## Page:
★ ★ ★ ★

EP by Massive Ego & Empire State Human
- Released: 20 October 2014
- Genre: Electronic
- Label: Public Disordar

Massive Ego & Empire State Human chronology
| I Idolize You (2011) | Low Life (2014) | Noise in the Machine (2015) |

Singles from Low Life
- "Sound of the Download" Released: 4 February 2014; "Animal Rights, Human Wrongs" Released: 24 August 2014; "Reining in the Machines (Matt Pop Remix)" Released: 20 May 2016;

= Low Life (EP) =

Low Life is the first EP from British darkwave band Massive Ego. It was a collaboration with the Irish electronic group Empire State Human. It was released on Marc Massive's own independent label, Public Disordar Records, on 20 October 2014.

★ ★ ★ ★

## Provided material:
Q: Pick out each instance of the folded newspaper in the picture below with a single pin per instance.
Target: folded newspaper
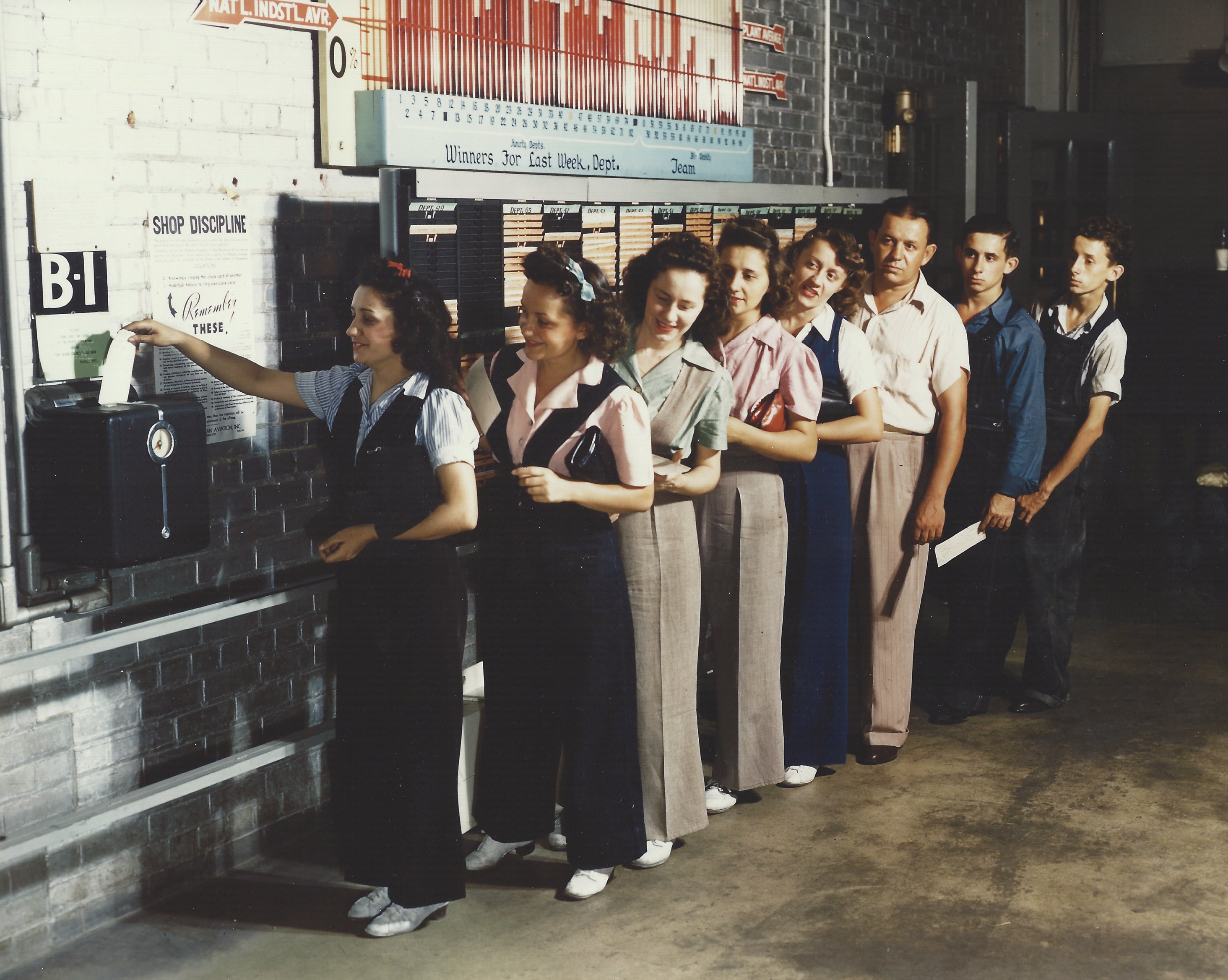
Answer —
(957, 545)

★ ★ ★ ★

## To do:
- A) Summarize the Low Life page in two sentences.
- B) Using the Low Life page, answer these questions:
(i) What genre is the EP given?
(ii) On what date did the single "Sound of the Download" come out?
(iii) Which release follows Low Life in the chronology?
The listing has no connection to the Low Life page.

## Answers below:
- A) Low Life is the first EP from British darkwave band Massive Ego, made in collaboration with the Irish electronic group Empire State Human. It was released on 20 October 2014 on Public Disordar Records, Marc Massive's own independent label.

- B)
(i) Electronic
(ii) 4 February 2014
(iii) Noise in the Machine (2015)